# [THE REQUEST]
Could you print all the entries exactly?

# [TASK MATERIAL]
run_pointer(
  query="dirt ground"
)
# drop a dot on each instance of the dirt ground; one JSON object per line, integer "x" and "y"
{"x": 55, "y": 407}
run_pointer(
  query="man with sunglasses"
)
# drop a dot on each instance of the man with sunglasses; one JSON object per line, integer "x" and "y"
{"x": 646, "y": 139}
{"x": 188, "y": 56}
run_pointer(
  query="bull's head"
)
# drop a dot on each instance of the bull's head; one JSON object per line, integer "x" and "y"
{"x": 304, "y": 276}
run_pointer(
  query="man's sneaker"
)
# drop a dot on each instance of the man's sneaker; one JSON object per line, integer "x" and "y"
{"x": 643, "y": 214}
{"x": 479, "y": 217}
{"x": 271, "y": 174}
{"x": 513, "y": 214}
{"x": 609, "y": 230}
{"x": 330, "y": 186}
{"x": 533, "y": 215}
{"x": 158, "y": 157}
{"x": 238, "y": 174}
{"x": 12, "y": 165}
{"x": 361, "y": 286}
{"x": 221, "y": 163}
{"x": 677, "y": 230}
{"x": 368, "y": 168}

# [TASK RESPONSE]
run_pointer(
  query="dirt ground"
)
# drop a dot on each instance of the dirt ground; one JSON object per line, integer "x" and "y"
{"x": 55, "y": 407}
run_pointer(
  query="man with sunglasses"
)
# drop a dot on each instance of the man with sunglasses; one JSON object per line, integer "x" and "y"
{"x": 646, "y": 139}
{"x": 188, "y": 56}
run_pointer(
  query="bull's head"
)
# drop a dot on each instance of the bull's head; one JSON object per line, integer "x" and "y"
{"x": 304, "y": 276}
run_pointer(
  query="man's sneaker"
)
# drop a dot on each instance of the man's sneaker; one JSON object per line, integer "x" and "y"
{"x": 643, "y": 214}
{"x": 479, "y": 217}
{"x": 271, "y": 174}
{"x": 513, "y": 214}
{"x": 609, "y": 230}
{"x": 330, "y": 186}
{"x": 533, "y": 215}
{"x": 158, "y": 157}
{"x": 238, "y": 174}
{"x": 12, "y": 165}
{"x": 361, "y": 286}
{"x": 221, "y": 163}
{"x": 677, "y": 230}
{"x": 368, "y": 168}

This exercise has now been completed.